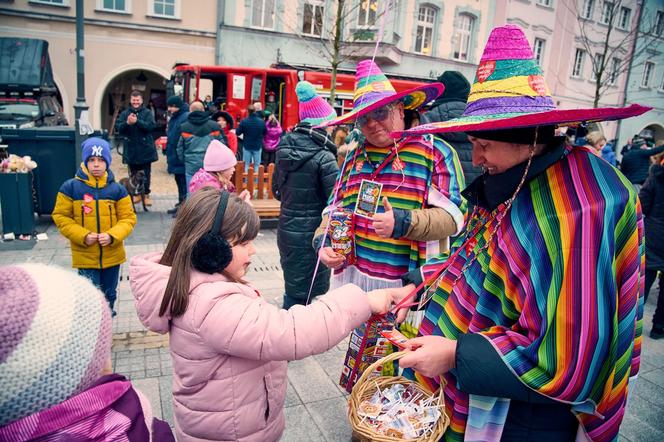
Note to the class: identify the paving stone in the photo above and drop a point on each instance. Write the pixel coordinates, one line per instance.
(331, 417)
(300, 427)
(150, 389)
(310, 381)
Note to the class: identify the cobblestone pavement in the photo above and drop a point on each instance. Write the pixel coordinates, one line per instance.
(315, 404)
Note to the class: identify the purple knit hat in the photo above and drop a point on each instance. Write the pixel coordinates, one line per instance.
(313, 108)
(55, 337)
(218, 157)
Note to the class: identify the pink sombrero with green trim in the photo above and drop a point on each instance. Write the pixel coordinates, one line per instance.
(374, 90)
(509, 92)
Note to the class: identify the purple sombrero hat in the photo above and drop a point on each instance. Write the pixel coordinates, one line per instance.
(373, 90)
(509, 92)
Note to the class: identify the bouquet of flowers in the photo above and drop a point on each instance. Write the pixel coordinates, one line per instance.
(17, 164)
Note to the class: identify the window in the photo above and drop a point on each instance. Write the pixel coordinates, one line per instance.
(538, 50)
(587, 8)
(425, 20)
(615, 71)
(368, 11)
(262, 14)
(624, 18)
(462, 35)
(607, 12)
(165, 8)
(577, 70)
(598, 61)
(312, 23)
(648, 71)
(115, 5)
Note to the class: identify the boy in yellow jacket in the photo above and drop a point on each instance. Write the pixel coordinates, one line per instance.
(95, 214)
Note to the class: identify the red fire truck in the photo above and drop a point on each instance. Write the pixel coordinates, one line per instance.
(238, 87)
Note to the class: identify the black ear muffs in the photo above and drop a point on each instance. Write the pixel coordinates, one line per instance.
(212, 253)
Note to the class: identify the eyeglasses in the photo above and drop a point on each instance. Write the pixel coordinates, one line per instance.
(379, 114)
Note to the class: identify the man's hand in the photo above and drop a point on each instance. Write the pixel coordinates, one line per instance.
(430, 355)
(383, 223)
(331, 258)
(104, 239)
(90, 238)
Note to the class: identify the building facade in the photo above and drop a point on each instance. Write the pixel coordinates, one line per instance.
(645, 79)
(129, 44)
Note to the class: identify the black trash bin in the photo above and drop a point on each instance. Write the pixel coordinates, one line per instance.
(54, 150)
(18, 215)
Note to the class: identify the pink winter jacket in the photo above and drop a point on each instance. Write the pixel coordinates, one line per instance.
(230, 348)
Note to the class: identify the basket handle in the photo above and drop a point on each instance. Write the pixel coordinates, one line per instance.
(393, 357)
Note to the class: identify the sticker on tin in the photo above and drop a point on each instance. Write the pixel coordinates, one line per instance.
(368, 198)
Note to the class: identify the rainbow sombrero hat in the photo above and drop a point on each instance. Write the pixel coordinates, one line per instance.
(509, 92)
(373, 90)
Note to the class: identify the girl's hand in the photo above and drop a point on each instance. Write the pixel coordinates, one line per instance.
(331, 258)
(430, 355)
(380, 301)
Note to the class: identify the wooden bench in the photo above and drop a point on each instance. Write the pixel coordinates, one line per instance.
(259, 186)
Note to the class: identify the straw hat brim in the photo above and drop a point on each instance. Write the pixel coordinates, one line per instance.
(513, 121)
(431, 91)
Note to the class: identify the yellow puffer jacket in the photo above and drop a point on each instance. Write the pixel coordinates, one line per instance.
(86, 204)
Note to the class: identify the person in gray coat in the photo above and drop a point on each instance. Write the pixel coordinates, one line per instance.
(451, 104)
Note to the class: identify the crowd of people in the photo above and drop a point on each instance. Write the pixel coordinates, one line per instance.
(529, 257)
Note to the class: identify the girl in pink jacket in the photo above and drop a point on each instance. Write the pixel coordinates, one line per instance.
(229, 346)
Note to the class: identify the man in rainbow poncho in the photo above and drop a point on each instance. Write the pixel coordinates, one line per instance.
(535, 322)
(420, 182)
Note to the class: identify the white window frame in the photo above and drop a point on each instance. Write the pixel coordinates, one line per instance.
(62, 3)
(587, 9)
(607, 10)
(577, 67)
(648, 73)
(659, 23)
(263, 13)
(315, 5)
(364, 15)
(426, 21)
(153, 13)
(621, 17)
(462, 36)
(126, 10)
(614, 74)
(539, 46)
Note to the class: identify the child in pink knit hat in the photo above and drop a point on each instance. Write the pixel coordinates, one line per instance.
(217, 171)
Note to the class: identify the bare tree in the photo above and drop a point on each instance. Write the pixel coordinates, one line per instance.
(611, 41)
(337, 44)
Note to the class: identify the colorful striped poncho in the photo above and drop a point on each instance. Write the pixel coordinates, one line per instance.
(557, 293)
(432, 177)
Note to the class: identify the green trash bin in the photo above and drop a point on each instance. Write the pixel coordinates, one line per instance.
(18, 215)
(54, 150)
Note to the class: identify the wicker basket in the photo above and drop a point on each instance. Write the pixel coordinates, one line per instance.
(364, 390)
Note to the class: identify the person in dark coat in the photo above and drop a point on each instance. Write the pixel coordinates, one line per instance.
(451, 104)
(136, 124)
(253, 130)
(304, 176)
(195, 135)
(652, 204)
(636, 161)
(179, 111)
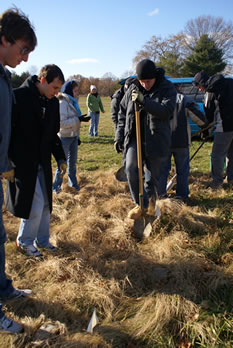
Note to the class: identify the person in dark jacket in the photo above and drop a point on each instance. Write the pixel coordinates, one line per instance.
(181, 140)
(36, 122)
(17, 40)
(156, 97)
(117, 97)
(219, 105)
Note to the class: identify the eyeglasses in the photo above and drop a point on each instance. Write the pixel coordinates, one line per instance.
(23, 50)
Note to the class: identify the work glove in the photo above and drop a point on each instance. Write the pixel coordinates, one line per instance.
(118, 146)
(10, 175)
(138, 97)
(62, 169)
(207, 134)
(84, 119)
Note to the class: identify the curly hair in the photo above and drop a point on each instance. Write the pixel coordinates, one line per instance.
(15, 25)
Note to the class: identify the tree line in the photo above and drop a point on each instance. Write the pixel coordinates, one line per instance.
(206, 43)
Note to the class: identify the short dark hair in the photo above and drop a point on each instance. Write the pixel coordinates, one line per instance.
(15, 25)
(50, 72)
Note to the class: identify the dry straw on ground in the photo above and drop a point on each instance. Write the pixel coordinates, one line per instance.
(154, 292)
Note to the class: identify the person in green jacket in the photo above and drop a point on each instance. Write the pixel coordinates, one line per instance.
(94, 104)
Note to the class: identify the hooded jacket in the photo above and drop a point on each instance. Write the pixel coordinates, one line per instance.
(69, 118)
(35, 124)
(220, 100)
(155, 117)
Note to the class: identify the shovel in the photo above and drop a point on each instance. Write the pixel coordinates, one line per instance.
(139, 156)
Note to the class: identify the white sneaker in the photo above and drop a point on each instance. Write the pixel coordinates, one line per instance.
(135, 213)
(9, 325)
(17, 294)
(48, 247)
(29, 250)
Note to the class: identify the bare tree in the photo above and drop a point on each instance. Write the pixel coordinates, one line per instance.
(182, 44)
(157, 48)
(216, 28)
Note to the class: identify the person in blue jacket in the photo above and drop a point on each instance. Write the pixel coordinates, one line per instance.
(156, 97)
(70, 122)
(180, 142)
------------------------------------------------------------
** About this exercise **
So that the copy stays exact, reproduce each record word for word and leave its images out.

** Task answer **
Note to the class: identify the paving stone in the photo above and drop a point on each instance. Write the pixel coordinates, one line per instance.
(331, 417)
(300, 427)
(150, 389)
(310, 381)
Note to the class: identify the cobblestone pavement in the photo above and drop a point on each instance. Write the pixel coordinates, one line per instance.
(315, 404)
Note to the class: identify the purple knit hat in the photo above and drop a point on each instance. Write the pixel coordinates, one line per instance.
(313, 108)
(55, 337)
(218, 157)
Note to the class: identify the pink sombrero with green trim in the photo above and drop a point on each instance. Write the pixel coordinates, one line per instance.
(374, 90)
(509, 92)
Note to the class: identify the purple sombrero hat in the photo above and drop a point on each instance. Write the pixel coordinates, one line per instance.
(373, 90)
(509, 92)
Note to the class: identify the bouquet of flowers in the photo above and drop a point on each instance. Write the pixel coordinates, one line per instance.
(17, 164)
Note to the class: identify the window in the photo above and drop a point on each instance. Write the pixel coordinates, one line per instance.
(538, 50)
(587, 8)
(425, 20)
(615, 71)
(368, 11)
(262, 14)
(624, 18)
(462, 35)
(607, 12)
(165, 8)
(577, 70)
(598, 61)
(312, 23)
(648, 71)
(115, 5)
Note to the class: identify the boy in yellow jacket in the photo above and drop a point on each instance. Write the pixel coordinates, one line per instance.
(95, 214)
Note to the class: identify the red fire truck in the photo above and drop a point on each instance. Write the pixel coordinates, one line per instance.
(238, 87)
Note to the class: identify the black ear muffs in the photo above and drop a point on each instance. Write the pixel coordinates, one line per instance.
(212, 253)
Note to the class: identify the eyeglasses in the photo above and drop a point on each instance. Write the pixel coordinates, one line per instance.
(379, 114)
Note to the class: identify the man's hand in the photo above and drop a point on each instance. Write the pixel coordinates, one line per instance.
(430, 355)
(383, 223)
(331, 258)
(104, 239)
(90, 238)
Note to the class: identify the building facade in the photo above and drop a point on each instance. Write the pixel coordinates, one line per instance.
(645, 79)
(129, 44)
Note to the class: identify the black trash bin in the photo above and drop a point on each instance. Write the pixel coordinates, one line per instance.
(54, 150)
(18, 215)
Note to the class: identify the pink winter jacket in the photo above and drop a point on each instance. Write the pixel coordinates, one line per instance.
(230, 348)
Note to the class: identify the basket handle in the photo above and drop a point on each instance. Write the pixel coordinates, one line per instance.
(393, 357)
Note to the class: identify the sticker on tin in the photo above and drop a point on each instance. Write the pixel coordinates, one line per instance.
(368, 198)
Note to the class: identify the rainbow sombrero hat in the photo above and drop a point on each instance. Write the pixel coordinates, one line per instance.
(509, 92)
(373, 90)
Note to the class: identify the girl's hand in the photo above and drop a point on each instance. Write the pixel coordinates, one line per instance.
(331, 258)
(430, 355)
(380, 301)
Note to the class: identify the wooden bench in the photo above and drop a point on each instance. Write the pixel coordinates, one line per instance.
(259, 186)
Note to the class: identify the straw hat brim in the photo above and drop a point on each instance. Write the pixel coordinates, one line per instance.
(513, 121)
(431, 91)
Note to the class: identify the yellow puffer jacket in the photo above and drop a point on each instance. Write the pixel coordinates, one line per instance.
(86, 204)
Note to the class: identify the person in gray coat in the photo above and drop a point on each instance. Write the pixel coordinates, one line per instance.
(451, 104)
Note to the class: identify the crowd of people in the photo above and drop a point on each instance. Write the pixel coordinates, one line per instance.
(529, 257)
Note to the class: identify the girl in pink jacket in the photo above and drop a point on each instance. Write the pixel coordinates, one line per instance.
(229, 346)
Note to the class: identify the man in rainbow poncho in the photo above and drop a point on each instance. Write the pixel coordinates, one line per instance.
(535, 322)
(420, 182)
Note to the class: identify the white window frame in the photo above and drop a point on each instance. Write the pixel coordinates, one line per instance.
(62, 3)
(587, 9)
(607, 10)
(577, 67)
(648, 73)
(659, 23)
(263, 13)
(315, 5)
(364, 15)
(426, 21)
(153, 13)
(621, 17)
(462, 36)
(126, 10)
(614, 74)
(539, 46)
Note to the class: identify the child in pink knit hat in the photo above and drop a point on each instance. Write the pixel coordinates, one line per instance.
(217, 171)
Note to the class: identify the bare tree in the photo above and drop a point on each instance. Write the pixel coordinates, one line per instance.
(611, 41)
(337, 44)
Note to the class: identify the colorful striped poncho in the photo above and drop a point on each instance. Write the pixel coordinates, one line per instance.
(557, 293)
(432, 177)
Note to the class: identify the green trash bin in the photo above and drop a point on each instance. Write the pixel coordinates, one line per instance.
(18, 215)
(54, 150)
Note to the class: identify the wicker basket in the photo above and drop a point on each instance. Write the pixel coordinates, one line per instance.
(364, 390)
Note to the class: identify the person in dark coat in the photo above and drop a point on each instance. Write the pixel coordinates, one line per instance.
(451, 104)
(136, 124)
(253, 130)
(304, 176)
(195, 135)
(652, 204)
(636, 161)
(179, 111)
Note to the class: identify the person in dark jacket in the photo above and drop a point on each instance. Write the pixel coordinates, one line per instance.
(181, 140)
(36, 122)
(17, 40)
(156, 97)
(117, 97)
(219, 105)
Note to the class: identify the eyeglasses in the photo above and drop a point on each instance. Write the pixel coordinates, one line per instance.
(23, 50)
Note to the class: identify the work glove in the photo above and drop a point on each instance. Write the pixel coordinates, one line per instance.
(118, 146)
(10, 175)
(138, 97)
(62, 169)
(207, 134)
(84, 119)
Note to the class: identify the curly hair in the photo above and drop a point on each instance. Write the pixel coordinates, one line per instance.
(15, 25)
Note to the class: identify the tree line in the photo above and drop a point on each instance. Write the pixel coordinates, one line per instance.
(206, 43)
Note to the class: identify the short dark hair in the photo above and drop a point on each instance. Write the pixel coordinates, one line per instance.
(15, 25)
(50, 72)
Note to the class: identify the dry straw on ground in the photo above and drop a point on each instance. Write the pixel coordinates, one line per instance.
(154, 292)
Note to the class: identify the person in green jacket in the photo above and drop a point on each instance. Write the pixel coordinates, one line per instance.
(94, 104)
Note to the class: identify the hooded jacket in the photo above and drop a point on each instance. Write the pixel coordinates, one line per instance.
(69, 118)
(35, 124)
(220, 100)
(155, 117)
Note to the class: identify the shovel in the photo above and drop a point on each instance. Write the pixel coordinates, one line per instance.
(139, 156)
Note to the class: identify the white sneaker in the photo above and drop a point on each instance. Write the pixel coordinates, one line per instance.
(135, 213)
(9, 325)
(17, 294)
(48, 247)
(29, 250)
Note to the class: identify the bare tree in the photo above and drop a point on each instance. Write the pixel coordinates, one line per instance.
(182, 44)
(157, 48)
(216, 28)
Note to the class: identify the person in blue jacket in the photo above and drop a point on each instance. Write the pixel coordinates, one line per instance.
(156, 97)
(70, 122)
(180, 142)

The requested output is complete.